Selected excerpt: Begin

What can data analytics do for the tourism industry post-COVID-19?
The Coronavirus has dealt a heavy blow to the global economy. No industry, however, has suffered as much as either aviation or tourism.
Tourism makes up to 10% of the world’s GDP and creates 1 in every 10 jobs. It’s the livelihood of many people around the world, and developing nations are especially reliant on the revenue it generates.
It’s not hard to see, then, how travel bans, quarantines and social distancing can be major roadblocks to travel experiences and how people continue making a living.
It is yet to be seen how our spending ability and habits have been affected in the long run by the pandemic and we can’t say for certain how it will end—either we cure it completely or learn to live with it.
Regardless, we can expect a post-vaccination boom in travel especially with the introduction of initiatives like vaccine passports. In the new normal of travel and tourism, how do tools like data analytics help us forge a new way forward?
What data can the tourism industry benefit from and how is it being used?
In today’s global community, data is an undeniable currency. On the subject of tourism, what data would be valuable to the industry and how can it be used?
On a macro level, the GDP generated by the industry and which sectors contributed to it, and to what degree this took place, is invaluable.
Governments, tourism boards and travel agencies can use this data to identify key areas they need to invest in and where they need to improve their infrastructure and services.
It can also help them identify what’s being done right so critical investments are only funnelled into the right areas.

Selected excerpt: End

**Using the information:**
[1] Copy out the passage of the article on data analytics in tourism that begins at the words "Regardless, we can" and stops after "infrastructure and services.", renaming "tourism boards" as "tourism authorities".
[2] According to the article on data analytics in tourism, how much of the world's GDP does tourism make up?

Data shown: Begin

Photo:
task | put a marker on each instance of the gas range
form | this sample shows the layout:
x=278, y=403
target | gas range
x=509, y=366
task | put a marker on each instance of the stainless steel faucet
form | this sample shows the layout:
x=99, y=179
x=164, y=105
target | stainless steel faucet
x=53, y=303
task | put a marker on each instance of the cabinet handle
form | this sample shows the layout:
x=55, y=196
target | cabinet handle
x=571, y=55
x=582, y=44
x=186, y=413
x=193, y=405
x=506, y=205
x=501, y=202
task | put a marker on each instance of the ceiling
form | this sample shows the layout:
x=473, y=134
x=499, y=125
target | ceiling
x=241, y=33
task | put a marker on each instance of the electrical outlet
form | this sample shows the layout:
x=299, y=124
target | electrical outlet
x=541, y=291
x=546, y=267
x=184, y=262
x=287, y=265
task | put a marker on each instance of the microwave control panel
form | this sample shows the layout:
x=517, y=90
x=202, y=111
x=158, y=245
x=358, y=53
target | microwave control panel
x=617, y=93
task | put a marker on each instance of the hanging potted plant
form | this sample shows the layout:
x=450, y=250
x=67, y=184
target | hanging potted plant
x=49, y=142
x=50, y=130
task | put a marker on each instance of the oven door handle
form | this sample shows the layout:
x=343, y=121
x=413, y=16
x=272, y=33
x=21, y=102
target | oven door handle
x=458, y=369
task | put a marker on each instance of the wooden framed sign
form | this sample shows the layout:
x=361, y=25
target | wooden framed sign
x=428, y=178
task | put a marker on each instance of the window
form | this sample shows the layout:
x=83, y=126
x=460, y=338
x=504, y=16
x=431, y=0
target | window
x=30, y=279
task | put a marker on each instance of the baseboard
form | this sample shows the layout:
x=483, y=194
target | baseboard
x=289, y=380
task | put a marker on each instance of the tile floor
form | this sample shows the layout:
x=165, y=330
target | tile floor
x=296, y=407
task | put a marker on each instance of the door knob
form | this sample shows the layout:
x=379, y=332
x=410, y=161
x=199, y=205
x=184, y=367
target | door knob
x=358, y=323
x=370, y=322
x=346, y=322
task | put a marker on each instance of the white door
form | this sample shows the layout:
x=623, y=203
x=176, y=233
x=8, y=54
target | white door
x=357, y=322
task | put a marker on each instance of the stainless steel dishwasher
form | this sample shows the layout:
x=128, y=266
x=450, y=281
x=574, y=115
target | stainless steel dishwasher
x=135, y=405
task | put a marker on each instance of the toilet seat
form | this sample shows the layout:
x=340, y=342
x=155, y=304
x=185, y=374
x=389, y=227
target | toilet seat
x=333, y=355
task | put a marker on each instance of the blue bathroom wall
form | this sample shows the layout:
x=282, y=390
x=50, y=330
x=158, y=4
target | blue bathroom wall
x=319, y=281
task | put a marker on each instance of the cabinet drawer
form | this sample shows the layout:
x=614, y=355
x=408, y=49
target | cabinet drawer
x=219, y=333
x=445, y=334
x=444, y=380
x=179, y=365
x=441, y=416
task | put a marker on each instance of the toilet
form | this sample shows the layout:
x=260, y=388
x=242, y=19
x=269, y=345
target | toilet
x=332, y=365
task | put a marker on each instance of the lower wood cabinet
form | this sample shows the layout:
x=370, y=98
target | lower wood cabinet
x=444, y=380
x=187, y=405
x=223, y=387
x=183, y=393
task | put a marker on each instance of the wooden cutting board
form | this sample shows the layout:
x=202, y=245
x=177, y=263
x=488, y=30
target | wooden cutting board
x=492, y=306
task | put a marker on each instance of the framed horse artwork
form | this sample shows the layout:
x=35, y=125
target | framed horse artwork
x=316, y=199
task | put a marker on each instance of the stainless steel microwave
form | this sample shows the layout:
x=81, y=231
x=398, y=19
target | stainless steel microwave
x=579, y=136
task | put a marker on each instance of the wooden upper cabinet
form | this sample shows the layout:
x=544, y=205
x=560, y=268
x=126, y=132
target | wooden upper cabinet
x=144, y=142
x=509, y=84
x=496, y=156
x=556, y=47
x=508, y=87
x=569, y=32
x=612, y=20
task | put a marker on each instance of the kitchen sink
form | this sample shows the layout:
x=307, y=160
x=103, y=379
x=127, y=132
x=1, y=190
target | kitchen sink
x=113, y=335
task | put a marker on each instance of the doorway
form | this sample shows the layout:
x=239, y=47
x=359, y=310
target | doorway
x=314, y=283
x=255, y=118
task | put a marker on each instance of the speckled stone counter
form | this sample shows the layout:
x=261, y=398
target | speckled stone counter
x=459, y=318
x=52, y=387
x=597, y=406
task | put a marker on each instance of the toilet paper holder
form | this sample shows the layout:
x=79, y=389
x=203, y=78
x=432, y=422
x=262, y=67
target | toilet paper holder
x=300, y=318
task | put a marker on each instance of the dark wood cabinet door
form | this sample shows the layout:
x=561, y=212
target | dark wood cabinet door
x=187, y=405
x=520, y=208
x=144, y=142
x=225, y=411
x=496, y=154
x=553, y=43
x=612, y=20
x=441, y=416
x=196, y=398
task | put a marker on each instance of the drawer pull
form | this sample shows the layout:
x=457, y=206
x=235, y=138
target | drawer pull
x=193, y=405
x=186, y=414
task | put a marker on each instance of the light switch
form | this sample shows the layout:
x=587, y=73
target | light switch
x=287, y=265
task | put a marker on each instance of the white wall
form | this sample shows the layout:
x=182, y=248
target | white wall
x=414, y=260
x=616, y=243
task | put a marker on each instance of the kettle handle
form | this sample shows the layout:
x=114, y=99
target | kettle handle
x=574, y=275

Data shown: End

**Answers by item:**
[1]
Regardless, we can expect a post-vaccination boom in travel especially with the introduction of initiatives like vaccine passports. In the new normal of travel and tourism, how do tools like data analytics help us forge a new way forward?
What data can the tourism industry benefit from and how is it being used?
In today’s global community, data is an undeniable currency. On the subject of tourism, what data would be valuable to the industry and how can it be used?
On a macro level, the GDP generated by the industry and which sectors contributed to it, and to what degree this took place, is invaluable.
Governments, tourism authorities and travel agencies can use this data to identify key areas they need to invest in and where they need to improve their infrastructure and services.

[2] Up to 10% of the world's GDP.